--- begin PROVIDED RECORDS ---

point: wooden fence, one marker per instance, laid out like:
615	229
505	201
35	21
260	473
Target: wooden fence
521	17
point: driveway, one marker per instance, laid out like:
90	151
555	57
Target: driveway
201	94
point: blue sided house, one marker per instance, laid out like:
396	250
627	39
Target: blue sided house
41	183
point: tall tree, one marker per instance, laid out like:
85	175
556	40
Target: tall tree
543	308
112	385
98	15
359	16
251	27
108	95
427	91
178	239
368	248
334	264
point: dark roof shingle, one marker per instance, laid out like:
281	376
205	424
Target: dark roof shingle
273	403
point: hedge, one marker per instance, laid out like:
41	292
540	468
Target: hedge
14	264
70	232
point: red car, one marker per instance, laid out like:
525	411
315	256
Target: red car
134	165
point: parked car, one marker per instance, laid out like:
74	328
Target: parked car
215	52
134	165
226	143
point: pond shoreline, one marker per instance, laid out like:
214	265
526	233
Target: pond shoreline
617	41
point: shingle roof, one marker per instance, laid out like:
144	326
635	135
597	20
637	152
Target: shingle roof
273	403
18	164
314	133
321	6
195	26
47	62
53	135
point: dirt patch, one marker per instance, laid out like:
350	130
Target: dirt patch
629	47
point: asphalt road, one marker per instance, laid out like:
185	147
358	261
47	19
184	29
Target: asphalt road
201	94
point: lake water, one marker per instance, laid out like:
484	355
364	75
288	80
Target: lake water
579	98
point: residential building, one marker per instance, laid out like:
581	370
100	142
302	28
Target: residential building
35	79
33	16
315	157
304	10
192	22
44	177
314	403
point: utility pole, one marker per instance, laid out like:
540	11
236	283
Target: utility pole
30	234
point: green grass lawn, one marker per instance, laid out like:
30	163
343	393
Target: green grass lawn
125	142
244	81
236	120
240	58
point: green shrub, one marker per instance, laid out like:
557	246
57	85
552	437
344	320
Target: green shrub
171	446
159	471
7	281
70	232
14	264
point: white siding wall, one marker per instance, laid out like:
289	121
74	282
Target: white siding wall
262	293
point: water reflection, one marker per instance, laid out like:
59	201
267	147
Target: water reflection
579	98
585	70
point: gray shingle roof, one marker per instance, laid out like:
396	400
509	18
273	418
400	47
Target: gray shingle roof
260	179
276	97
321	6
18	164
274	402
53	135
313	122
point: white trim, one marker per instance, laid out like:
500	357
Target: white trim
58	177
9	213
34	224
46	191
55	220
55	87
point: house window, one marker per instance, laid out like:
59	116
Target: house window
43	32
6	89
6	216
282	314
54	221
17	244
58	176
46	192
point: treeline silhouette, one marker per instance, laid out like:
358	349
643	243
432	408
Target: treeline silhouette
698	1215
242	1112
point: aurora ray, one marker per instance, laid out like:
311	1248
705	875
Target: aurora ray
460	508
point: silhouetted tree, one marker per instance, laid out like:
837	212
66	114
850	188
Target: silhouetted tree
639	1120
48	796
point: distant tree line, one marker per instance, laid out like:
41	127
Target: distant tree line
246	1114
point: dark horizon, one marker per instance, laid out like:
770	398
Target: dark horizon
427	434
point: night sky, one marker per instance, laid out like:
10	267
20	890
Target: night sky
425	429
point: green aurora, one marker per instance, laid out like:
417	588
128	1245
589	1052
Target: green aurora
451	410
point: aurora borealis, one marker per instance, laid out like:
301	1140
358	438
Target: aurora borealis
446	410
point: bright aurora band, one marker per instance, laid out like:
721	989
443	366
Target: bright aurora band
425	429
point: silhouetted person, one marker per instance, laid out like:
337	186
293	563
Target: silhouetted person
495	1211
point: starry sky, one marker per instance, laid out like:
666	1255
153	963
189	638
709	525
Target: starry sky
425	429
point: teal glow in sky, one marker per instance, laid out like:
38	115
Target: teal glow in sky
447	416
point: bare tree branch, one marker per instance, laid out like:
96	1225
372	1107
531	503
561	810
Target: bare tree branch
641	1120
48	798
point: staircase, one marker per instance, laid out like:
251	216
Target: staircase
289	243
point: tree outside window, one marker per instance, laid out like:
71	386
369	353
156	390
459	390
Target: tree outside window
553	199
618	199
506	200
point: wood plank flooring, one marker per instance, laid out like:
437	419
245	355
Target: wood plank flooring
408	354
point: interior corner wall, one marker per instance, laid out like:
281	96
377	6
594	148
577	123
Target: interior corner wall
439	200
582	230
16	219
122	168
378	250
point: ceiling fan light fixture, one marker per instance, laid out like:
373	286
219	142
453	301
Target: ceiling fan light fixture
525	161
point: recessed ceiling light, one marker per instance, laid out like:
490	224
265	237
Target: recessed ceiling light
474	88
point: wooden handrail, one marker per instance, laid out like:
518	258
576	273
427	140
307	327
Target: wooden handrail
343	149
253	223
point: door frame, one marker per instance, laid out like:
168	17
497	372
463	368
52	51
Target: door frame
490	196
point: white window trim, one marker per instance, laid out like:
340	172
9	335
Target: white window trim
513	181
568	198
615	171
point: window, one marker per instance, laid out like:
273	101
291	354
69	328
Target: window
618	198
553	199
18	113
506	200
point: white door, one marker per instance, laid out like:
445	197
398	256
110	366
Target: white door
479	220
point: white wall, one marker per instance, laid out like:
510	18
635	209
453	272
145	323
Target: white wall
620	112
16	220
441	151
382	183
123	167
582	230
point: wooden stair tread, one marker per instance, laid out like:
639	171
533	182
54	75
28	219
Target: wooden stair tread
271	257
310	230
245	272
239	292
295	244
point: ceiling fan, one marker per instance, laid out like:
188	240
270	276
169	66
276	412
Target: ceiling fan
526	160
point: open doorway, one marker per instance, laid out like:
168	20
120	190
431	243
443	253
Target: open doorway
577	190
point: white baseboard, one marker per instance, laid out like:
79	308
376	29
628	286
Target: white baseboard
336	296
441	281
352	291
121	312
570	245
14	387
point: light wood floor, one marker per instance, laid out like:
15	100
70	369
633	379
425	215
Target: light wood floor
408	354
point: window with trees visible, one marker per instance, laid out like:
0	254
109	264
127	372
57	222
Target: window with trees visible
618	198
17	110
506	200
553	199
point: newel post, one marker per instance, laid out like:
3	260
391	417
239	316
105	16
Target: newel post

--- end PROVIDED RECORDS ---

THE EXERCISE: Copy everything from the line containing "point: white window" down to the end of the items, swapping "white baseboard" for "white skirting board" and leaving the rest untouched.

COMPLETED TASK:
point: white window trim, one marker per instance, laid out like:
340	172
9	335
Target: white window trim
513	181
568	198
615	171
point: window, one marker per instance, laid out like:
273	101
291	354
69	328
Target: window
618	198
553	199
18	113
506	200
point: white door, one marker per instance, laid out like:
445	197
398	256
110	366
Target: white door
479	220
point: white wall, one marker per instance, laid out like:
510	18
635	209
453	272
145	323
Target: white wall
620	112
16	220
441	151
382	183
123	167
582	230
point: wooden stair tread, one marker per instance, laid out like:
639	171
533	182
54	75
28	219
Target: wooden stair tread
271	257
310	230
245	272
239	292
295	244
point: ceiling fan, one marker per instance, laid out like:
188	240
270	276
169	66
276	412
Target: ceiling fan
526	160
point: open doorway, one marker per instance, laid out like:
168	20
120	190
431	243
443	253
Target: open doorway
577	190
point: white skirting board, one marker per instance, laid out like:
79	308
376	29
628	286
Target: white skirting board
336	296
441	281
352	291
121	312
570	245
14	387
point: light wood floor, one marker per instance, laid out like:
15	100
70	369
633	379
425	215
Target: light wood floor
408	354
point: window with trees visible, one marker per instance, laid out like:
0	254
109	264
127	372
57	222
Target: window with trees visible
618	198
17	110
506	200
553	199
point: newel post, one marker per instance, laid out like:
3	260
391	417
239	316
105	16
Target: newel post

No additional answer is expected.